■ WHAT THE TASK REQUIRES: Give the listing again in full, exactly as written.

--- EXCERPTED DATA Enclosed Below ---

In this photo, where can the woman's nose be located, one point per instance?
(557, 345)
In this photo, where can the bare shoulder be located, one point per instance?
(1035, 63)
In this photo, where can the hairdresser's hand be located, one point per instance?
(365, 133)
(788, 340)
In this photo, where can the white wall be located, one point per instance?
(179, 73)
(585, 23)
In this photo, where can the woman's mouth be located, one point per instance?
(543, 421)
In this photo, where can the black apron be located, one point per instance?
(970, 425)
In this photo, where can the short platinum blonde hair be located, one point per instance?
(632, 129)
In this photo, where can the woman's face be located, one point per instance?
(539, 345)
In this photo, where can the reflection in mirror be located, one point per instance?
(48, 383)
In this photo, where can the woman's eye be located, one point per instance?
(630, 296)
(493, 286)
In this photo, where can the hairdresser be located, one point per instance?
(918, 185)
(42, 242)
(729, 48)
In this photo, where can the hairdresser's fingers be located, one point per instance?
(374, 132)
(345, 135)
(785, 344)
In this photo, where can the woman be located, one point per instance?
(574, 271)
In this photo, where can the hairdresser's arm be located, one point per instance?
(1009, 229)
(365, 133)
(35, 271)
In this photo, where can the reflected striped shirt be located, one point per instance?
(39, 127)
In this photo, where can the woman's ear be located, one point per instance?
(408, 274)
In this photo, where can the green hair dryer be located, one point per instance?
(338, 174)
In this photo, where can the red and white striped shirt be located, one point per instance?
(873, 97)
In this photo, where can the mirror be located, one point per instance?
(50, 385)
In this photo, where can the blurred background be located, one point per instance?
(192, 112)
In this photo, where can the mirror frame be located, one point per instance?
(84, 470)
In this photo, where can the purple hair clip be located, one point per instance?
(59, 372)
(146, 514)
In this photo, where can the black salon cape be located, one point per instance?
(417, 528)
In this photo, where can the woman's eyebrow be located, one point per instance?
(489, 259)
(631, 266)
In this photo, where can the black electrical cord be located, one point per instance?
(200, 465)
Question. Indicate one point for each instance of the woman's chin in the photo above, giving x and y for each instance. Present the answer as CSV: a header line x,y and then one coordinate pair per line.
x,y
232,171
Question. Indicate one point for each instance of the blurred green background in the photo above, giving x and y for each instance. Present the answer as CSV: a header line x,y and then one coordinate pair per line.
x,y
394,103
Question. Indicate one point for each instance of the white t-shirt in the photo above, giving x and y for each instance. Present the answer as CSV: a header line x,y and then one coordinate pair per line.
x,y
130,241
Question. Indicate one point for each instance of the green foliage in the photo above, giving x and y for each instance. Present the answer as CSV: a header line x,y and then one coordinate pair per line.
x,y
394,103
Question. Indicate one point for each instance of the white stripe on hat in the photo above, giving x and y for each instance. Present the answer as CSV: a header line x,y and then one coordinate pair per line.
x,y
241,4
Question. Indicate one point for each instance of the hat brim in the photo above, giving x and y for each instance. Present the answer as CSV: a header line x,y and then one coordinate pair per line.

--- End of Enclosed EXCERPTED DATA ---

■ THE ANSWER:
In this photo, where can the woman's nose be located, one point per instance?
(557, 345)
In this photo, where can the bare shoulder be located, one point per instance?
(1035, 63)
In this photo, where can the hairdresser's hand be located, one point per instance?
(365, 133)
(788, 340)
In this photo, where can the white wall be located, one point per instance?
(179, 73)
(585, 23)
In this photo, where can the woman's mouth be located, one point per instance?
(543, 421)
In this photo, where can the black apron be located, one point per instance?
(970, 425)
In this photo, where can the short platinum blonde hair be located, one point per instance?
(632, 129)
In this photo, where can the woman's face be located, one point per instance?
(539, 345)
In this photo, where can the reflection in mirror be located, one point per instance?
(48, 383)
In this photo, where can the woman's eye be located, one point per instance?
(630, 296)
(493, 286)
In this photo, where can the hairdresser be located, one point per instance?
(918, 185)
(42, 242)
(729, 48)
In this photo, where can the hairdresser's fingers be located, one point per instance?
(374, 132)
(345, 135)
(785, 344)
In this photo, where can the woman be located, one point per instance?
(574, 271)
In this photo, where can the hairdresser's arm be located, one point per instance?
(1009, 229)
(365, 133)
(35, 271)
In this photo, where can the reflected striped shirt be located, one point per instance?
(39, 127)
In this photo, where can the woman's ear be located, one point per instance?
(408, 274)
In this photo, where can the green hair dryer be located, one point per instance?
(338, 174)
In this photo, where can the red and white striped shirt be located, one point per instance?
(873, 97)
In this photo, where can the mirror be located, one point per instance?
(50, 385)
In this photo, where can the blurred background be located, one point per instance?
(192, 112)
In this photo, where can the mirror frame be located, one point per instance?
(84, 470)
In this photo, where can the purple hair clip be located, one point per instance?
(59, 372)
(146, 514)
In this photo, where can the black salon cape be located, one point per instance?
(417, 528)
In this photo, where can the woman's eyebrow be located, one point per instance?
(489, 259)
(631, 266)
In this photo, where can the black electrical cord be located, one point per instance?
(200, 465)
Question. Indicate one point for each instance of the woman's chin in the photo above, giving x and y for each instance. Present the answer as CSV: a header line x,y and then one coordinate pair per line.
x,y
232,171
Question. Indicate one point for each instance of the blurred green background in the photo above, giving x and y for each instance. Present the answer as CSV: a header line x,y and then one coordinate pair per line.
x,y
394,103
Question. Indicate one point for each instance of the white t-shirt in the photo above, giving x and y for each instance. Present the answer as CSV: a header line x,y and then one coordinate pair per line.
x,y
130,241
Question. Indicate one point for each instance of the green foliage in the photo above, giving x and y for each instance. Present the answer as CSV: a header line x,y and then one coordinate pair per line.
x,y
394,103
Question. Indicate one point for each instance of the white stripe on hat in the photo above, giving x and y for each instance. Present the answer as CSV: a header line x,y and then one coordinate pair per line.
x,y
241,4
Question. Indicate one point for each instance of the hat brim in the photo above, giving x and y for each instance. Present the answer as CSV: a header line x,y and then one coordinate pair per line.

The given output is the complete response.